→ WORK TO BE COMPLETED
Reproduce all records below exactly.

→ PROVIDED RECORDS

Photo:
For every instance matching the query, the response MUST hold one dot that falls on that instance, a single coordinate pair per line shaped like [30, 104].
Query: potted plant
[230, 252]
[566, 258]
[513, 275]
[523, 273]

→ EXPECTED ANSWER
Photo:
For every instance matching the query, the response MUST hold one dot that falls on that instance, a single coordinate pair per line shaped like [30, 104].
Query: potted plant
[230, 252]
[566, 258]
[513, 275]
[523, 273]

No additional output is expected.